Given request:
Answer these from the concert review:
(a) Who was the flute soloist?
(b) Where is the composer Marjan Helms based?
(c) How many minutes long was the journey Helms sent the soloist and orchestra on?

Overtones radiated in layers of darkness and light. Piano plinks merged with soft violin tremors, iced by the glassy sound of a bow being drawn across a vibraphone. The crystalline ascent climaxed with a bright burst of brass and an impossibly clear, high note from soloist Richard Sherman’s flute.

It was mysterious music, but the occasion for it was no mystery. The wet finger on the glass was that of Marjan Helms, an MSU-based composer with a meticulous orchestral brush, a meditative bent and an unabashed love of melody.

In a once-in-a-blue-moon twofer, the symphony gave Helms a rare showcase for a living and local composer, paired with an extended, astonishing solo turn by one of the home team´s most dynamic and fiery musicians.

This was delicate work for musicians and listeners alike. The blasts, bluster and bravura that inflate most orchestral evenings were of no use here. Instead, Helms sent Sherman and the orchestra on an epic, 47-minute quest through a sparse desert valley where sensual beauty and philosophical inquiry converge.

Reacting to the soundscapes around him, Sherman poured out a series of soliloquies that suggested an extended quest for beauty, truth or both.

At first, Sherman was a man on a purposeful walk, singing his song as he passed through the orchestral hills and valleys.

Gradually, the world darkened around him. Rumblings in the basses, percussion skitterings and cryptic woodwind outbursts hemmed him in from all sides.

Helms´ music melds easily in your mind to form impressions both visual and metaphysical. It was easy to picture the walking man with the flute entering a valley of scorpions and bats — or facing his own darkest impulses.

With its vaguely Native American tropes, intermittent John Williams swoops and pools of honeyed song, the music constantly skirted the verge of postmodern banality, but never fell in.

Sherman played so passionately and precisely that his utterances came as close to audible thought as music can get.

Data rows:
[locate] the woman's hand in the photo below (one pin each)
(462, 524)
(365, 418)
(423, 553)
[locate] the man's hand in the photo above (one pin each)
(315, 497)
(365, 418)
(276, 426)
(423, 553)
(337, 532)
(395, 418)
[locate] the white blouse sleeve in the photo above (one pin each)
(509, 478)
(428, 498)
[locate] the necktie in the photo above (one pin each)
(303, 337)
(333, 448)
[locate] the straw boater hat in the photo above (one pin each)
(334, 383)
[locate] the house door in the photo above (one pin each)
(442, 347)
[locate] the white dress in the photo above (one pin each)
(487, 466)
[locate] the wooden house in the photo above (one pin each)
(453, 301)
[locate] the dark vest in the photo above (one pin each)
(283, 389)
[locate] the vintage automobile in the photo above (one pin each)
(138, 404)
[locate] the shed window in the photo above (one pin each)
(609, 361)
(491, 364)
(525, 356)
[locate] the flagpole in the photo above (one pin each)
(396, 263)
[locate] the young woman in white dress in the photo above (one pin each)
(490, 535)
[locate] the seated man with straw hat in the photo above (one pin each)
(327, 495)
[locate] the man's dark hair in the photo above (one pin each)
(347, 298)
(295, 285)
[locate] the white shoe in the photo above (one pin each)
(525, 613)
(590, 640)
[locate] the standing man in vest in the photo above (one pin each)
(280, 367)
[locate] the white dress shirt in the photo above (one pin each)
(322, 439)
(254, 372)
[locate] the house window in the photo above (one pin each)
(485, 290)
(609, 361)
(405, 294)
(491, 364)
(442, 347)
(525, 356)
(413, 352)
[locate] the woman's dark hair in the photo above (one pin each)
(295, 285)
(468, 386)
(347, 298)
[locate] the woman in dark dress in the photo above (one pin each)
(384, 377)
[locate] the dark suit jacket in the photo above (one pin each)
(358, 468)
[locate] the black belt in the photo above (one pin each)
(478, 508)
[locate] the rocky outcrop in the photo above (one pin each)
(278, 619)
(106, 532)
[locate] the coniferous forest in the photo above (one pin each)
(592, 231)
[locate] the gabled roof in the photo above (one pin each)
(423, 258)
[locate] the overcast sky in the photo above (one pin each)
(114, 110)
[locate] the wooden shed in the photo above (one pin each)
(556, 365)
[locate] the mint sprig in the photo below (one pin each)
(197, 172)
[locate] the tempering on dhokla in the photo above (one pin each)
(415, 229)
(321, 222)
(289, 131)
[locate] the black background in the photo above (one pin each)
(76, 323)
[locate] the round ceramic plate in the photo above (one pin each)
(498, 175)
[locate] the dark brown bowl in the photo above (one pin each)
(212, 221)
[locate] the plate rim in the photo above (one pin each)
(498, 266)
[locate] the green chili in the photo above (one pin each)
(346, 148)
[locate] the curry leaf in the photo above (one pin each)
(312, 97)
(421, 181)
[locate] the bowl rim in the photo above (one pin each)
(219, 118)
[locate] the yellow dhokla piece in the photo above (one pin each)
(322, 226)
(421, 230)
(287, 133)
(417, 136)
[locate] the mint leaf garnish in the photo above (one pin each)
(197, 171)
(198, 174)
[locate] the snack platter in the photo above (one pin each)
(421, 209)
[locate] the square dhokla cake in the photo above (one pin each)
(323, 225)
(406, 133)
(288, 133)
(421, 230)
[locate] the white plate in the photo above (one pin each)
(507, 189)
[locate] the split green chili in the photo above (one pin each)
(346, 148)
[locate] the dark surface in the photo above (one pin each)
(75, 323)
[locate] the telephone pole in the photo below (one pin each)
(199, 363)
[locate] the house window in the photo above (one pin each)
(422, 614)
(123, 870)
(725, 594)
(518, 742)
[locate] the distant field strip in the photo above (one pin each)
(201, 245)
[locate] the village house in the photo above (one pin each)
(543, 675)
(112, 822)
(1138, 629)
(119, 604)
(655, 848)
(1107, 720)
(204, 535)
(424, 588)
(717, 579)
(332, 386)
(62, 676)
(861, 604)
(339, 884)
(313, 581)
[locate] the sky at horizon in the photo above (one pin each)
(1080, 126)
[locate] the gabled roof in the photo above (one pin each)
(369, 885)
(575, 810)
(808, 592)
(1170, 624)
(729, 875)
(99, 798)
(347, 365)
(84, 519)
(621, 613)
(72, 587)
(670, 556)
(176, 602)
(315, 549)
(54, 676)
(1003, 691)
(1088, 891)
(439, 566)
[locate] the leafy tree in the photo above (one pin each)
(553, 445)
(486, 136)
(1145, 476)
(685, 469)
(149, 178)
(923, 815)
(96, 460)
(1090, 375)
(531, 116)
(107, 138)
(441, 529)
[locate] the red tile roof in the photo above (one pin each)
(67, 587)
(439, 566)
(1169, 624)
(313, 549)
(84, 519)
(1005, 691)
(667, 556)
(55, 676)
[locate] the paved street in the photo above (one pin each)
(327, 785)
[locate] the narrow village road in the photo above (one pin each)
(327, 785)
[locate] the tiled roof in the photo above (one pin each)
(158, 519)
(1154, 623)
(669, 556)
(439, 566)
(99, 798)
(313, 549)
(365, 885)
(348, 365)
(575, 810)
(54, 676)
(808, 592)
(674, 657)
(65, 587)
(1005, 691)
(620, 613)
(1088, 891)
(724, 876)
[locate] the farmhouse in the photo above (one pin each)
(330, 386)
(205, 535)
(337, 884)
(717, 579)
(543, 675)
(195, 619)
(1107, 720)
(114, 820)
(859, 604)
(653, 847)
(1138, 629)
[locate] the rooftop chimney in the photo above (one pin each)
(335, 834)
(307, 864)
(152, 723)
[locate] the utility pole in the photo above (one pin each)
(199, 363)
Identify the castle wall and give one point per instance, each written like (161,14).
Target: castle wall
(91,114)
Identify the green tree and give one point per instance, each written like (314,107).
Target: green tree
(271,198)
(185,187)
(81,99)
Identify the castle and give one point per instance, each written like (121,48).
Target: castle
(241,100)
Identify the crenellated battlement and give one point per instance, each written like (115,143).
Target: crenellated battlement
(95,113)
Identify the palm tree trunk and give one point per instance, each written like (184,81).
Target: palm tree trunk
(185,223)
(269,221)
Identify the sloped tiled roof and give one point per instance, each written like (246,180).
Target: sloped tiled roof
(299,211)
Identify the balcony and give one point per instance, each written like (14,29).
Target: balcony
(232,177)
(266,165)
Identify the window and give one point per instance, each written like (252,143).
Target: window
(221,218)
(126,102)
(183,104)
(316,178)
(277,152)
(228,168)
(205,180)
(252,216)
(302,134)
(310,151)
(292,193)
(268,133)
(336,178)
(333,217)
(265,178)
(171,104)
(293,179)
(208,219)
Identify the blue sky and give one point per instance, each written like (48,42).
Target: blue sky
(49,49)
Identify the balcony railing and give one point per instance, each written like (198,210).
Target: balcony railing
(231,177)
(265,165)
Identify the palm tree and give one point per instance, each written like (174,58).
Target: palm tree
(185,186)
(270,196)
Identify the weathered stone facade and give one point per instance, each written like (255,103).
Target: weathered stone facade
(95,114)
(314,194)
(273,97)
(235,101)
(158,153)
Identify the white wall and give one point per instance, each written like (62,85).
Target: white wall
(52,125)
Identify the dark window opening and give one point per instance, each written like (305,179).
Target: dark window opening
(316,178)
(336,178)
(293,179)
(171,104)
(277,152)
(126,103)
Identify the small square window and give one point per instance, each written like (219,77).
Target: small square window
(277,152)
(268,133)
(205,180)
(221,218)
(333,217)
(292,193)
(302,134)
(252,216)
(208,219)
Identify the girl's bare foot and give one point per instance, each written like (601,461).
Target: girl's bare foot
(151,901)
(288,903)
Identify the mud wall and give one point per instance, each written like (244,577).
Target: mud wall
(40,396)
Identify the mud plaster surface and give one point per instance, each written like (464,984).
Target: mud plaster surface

The completed task:
(a) Richard Sherman
(b) MSU
(c) 47 minutes